- _ÜBUNGSTEXT_:
____________

Museumsquartier: Next to Normal

April 28, 2016 in Klassik

VON MICHAELA MOTTINGER

Pia Douwes rockt endlich wieder Wien

Ab mit den Psychopharmaka in den Mist: Pia Douwes als Diana Goodman. Bild: Günter Meier

Ab mit den Psychopharmaka in den Mist: Pia Douwes als Diana Goodman. Bild: Guenter Meier

Zu Riesen mutiert tanzen die knallbunten Psychopharmaka heilsversprechend über die Bühne. „Ich spüre mich nicht mehr“, sagt die Frau. „Patientin stabil“, konstatiert der Arzt. Später aber wird Mutter ihre Little Helper in der Toilette entsorgen. „Wir haben die glücklichste Klospülung in der Straße“, scherzt sie scheinbar fröhlich mit ihrem Mann. Es ist klar, dass dieser Schein trügt.

Im Wiener Museumsquartier ist noch bis 1. Mai das Musical „Next to Normal“ zu sehen. Und die eben beschriebenen Szenen sind der Humor, der Sarkasmus, das Verzweiflungslachen, zwischen denen sich der Abend eingenistet hat. Mitunter schnieft’s rundum, und das ist gut so, denn Regisseur Titus Hoffmann, der das Stück vom englisch- in den deutschsprachigen Raum geholt und übersetzt hat, will sein Publikum mit einer Geschichte erreichen, die es etwas angeht. Das ist ein Hoffnungsschimmer für ein Genre, dass hierzulande wie ein Komapatient mit den immer gleichen Stoff-Infusionen künstlich am Leben erhalten wird. „Next to Normal“ geht gegen alle gängigen Musicalklischees an, nicht einmal das Ende ist umwerfend happy, und reüssiert gerade deswegen. Es geht um Depressionen, Selbstmordversuche, ekelhafte Elektrokrampftherapien – und es funktioniert. Mit Rums und Rockmusik. Als wär’s die Neuerfindung der Kunstgattung Singspiel, die Ansage: Innovation im System Musical ist möglich. In New York war ihnen dieses Phänomen bereits drei Tony-Awards und den Pulitzerpreis für das beste Drama (!) wert.

____________

- _MATERIAL ERKUNDEN_:
(a) Fasse den Text über das Musical in zwei Sätzen zusammen.
(b) Welche Preise bekam das Musical laut Text in New York?
(c) Schreib einen Teil aus dem Text über das Musical ab: Fang bei den Worten „April 28, 2016“ an und hör nach „dieser Schein trügt.“ auf.
Nutze dafür nur den Text.

____________

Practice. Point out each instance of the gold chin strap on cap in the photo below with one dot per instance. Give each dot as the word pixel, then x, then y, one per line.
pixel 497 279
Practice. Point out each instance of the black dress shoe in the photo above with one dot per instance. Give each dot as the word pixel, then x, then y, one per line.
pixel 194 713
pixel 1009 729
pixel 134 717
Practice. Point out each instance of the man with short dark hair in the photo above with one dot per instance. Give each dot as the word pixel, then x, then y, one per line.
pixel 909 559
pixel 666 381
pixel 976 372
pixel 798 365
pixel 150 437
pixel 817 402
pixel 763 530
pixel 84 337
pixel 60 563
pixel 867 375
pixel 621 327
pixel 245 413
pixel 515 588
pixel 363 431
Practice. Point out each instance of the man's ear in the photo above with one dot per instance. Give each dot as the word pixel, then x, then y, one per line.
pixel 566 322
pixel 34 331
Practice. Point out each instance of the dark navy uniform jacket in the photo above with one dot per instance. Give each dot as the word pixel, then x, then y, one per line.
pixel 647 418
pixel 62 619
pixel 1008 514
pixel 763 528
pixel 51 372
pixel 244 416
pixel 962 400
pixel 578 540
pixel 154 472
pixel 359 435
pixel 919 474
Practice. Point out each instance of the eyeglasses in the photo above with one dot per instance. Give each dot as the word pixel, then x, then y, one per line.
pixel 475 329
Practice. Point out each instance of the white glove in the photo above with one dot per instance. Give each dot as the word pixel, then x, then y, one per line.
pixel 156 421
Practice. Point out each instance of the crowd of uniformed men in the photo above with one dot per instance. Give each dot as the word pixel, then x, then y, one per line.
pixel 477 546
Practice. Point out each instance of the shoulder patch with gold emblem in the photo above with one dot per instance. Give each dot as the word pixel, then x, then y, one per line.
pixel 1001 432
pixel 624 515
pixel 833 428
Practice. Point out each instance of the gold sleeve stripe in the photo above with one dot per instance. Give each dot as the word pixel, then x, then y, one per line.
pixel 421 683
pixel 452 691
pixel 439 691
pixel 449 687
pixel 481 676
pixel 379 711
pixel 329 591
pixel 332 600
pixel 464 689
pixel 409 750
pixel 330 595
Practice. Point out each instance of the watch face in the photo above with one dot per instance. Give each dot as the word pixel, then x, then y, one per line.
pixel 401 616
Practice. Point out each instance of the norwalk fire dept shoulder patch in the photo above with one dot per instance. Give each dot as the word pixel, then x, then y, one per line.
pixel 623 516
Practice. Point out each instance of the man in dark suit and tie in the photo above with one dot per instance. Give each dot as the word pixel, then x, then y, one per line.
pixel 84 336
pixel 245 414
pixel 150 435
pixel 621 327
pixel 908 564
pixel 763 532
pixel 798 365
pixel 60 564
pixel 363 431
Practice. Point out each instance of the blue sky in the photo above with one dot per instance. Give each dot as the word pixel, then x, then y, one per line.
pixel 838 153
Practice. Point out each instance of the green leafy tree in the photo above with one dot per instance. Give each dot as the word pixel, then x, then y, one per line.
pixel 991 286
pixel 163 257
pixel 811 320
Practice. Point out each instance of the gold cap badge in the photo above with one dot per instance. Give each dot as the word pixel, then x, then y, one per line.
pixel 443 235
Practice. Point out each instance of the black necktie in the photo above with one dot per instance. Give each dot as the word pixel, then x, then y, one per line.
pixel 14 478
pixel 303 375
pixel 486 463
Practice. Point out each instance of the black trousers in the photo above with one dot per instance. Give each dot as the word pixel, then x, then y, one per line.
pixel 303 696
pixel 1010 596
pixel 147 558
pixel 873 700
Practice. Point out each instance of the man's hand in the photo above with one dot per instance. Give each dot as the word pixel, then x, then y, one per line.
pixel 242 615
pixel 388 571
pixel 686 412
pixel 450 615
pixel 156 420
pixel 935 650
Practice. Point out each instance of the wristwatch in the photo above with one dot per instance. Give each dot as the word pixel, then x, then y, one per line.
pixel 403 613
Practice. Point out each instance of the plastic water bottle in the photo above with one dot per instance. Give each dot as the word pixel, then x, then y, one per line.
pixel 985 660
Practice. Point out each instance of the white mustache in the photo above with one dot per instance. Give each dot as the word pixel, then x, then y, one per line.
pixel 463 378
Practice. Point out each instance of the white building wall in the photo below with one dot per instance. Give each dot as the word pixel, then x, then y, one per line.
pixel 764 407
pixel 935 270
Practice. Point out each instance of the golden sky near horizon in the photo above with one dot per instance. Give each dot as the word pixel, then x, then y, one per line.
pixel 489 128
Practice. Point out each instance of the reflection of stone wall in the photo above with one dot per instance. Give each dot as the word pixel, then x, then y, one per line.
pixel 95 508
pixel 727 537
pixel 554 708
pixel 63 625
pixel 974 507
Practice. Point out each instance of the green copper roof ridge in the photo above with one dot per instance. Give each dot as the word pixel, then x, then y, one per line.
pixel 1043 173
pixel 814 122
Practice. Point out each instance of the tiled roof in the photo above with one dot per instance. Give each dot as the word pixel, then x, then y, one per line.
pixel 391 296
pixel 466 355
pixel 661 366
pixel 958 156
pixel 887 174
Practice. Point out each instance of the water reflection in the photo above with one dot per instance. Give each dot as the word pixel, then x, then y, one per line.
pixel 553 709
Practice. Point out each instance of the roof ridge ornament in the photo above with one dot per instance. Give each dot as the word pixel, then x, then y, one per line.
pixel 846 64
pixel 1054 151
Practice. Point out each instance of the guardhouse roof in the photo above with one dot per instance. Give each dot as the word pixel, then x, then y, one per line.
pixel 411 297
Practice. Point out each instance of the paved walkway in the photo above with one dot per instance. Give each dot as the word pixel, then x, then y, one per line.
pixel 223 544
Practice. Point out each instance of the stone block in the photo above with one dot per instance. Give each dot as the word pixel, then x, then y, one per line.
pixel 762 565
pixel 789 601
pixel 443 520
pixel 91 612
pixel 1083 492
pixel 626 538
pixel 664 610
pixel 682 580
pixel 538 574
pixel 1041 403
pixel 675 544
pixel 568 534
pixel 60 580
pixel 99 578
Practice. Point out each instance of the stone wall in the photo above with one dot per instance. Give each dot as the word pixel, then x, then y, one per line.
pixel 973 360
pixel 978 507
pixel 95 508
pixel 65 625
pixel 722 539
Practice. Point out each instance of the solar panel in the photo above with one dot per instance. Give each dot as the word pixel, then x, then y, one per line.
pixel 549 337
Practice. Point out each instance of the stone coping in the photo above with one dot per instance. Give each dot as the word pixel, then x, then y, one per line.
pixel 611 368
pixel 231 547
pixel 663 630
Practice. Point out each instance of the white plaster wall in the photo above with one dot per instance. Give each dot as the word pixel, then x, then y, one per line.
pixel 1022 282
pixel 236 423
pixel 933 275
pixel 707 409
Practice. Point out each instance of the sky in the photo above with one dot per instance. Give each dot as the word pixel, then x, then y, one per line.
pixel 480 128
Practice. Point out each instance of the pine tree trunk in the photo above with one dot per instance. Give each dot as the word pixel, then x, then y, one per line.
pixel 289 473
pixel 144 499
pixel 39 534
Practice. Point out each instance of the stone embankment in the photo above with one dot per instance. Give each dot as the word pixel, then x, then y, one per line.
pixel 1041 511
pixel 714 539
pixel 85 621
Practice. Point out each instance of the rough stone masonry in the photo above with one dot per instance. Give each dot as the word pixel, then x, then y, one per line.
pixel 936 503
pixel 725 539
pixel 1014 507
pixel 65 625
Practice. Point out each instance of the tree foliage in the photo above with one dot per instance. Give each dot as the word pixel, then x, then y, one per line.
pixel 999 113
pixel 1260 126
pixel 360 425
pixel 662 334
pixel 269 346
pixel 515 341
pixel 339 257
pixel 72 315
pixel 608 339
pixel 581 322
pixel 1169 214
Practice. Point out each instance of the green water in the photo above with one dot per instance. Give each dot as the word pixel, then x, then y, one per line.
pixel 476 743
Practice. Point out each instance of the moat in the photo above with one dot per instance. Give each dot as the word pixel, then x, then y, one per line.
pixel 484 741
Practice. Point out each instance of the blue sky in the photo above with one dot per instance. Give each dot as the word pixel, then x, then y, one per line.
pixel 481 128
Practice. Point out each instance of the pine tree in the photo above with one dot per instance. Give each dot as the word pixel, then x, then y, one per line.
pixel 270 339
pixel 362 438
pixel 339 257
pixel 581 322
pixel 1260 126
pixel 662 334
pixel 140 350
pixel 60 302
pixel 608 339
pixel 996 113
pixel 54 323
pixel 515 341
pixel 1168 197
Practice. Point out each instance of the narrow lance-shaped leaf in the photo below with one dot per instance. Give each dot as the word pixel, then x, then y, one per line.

____________

- _LÖSUNGEN JE AUFGABE_:
(a) Im Wiener Museumsquartier läuft noch bis 1. Mai das Musical „Next to Normal“, das Regisseur Titus Hoffmann übersetzt und in den deutschsprachigen Raum geholt hat. Mit Humor und Rockmusik geht es darin um Depressionen, Selbstmordversuche und Elektrokrampftherapien, und das Stück stellt sich gegen die gängigen Musicalklischees.

(b) Drei Tony-Awards und den Pulitzerpreis für das beste Drama.

(c)
April 28, 2016 in Klassik

VON MICHAELA MOTTINGER

Pia Douwes rockt endlich wieder Wien

Ab mit den Psychopharmaka in den Mist: Pia Douwes als Diana Goodman. Bild: Günter Meier

Ab mit den Psychopharmaka in den Mist: Pia Douwes als Diana Goodman. Bild: Guenter Meier

Zu Riesen mutiert tanzen die knallbunten Psychopharmaka heilsversprechend über die Bühne. „Ich spüre mich nicht mehr“, sagt die Frau. „Patientin stabil“, konstatiert der Arzt. Später aber wird Mutter ihre Little Helper in der Toilette entsorgen. „Wir haben die glücklichste Klospülung in der Straße“, scherzt sie scheinbar fröhlich mit ihrem Mann. Es ist klar, dass dieser Schein trügt.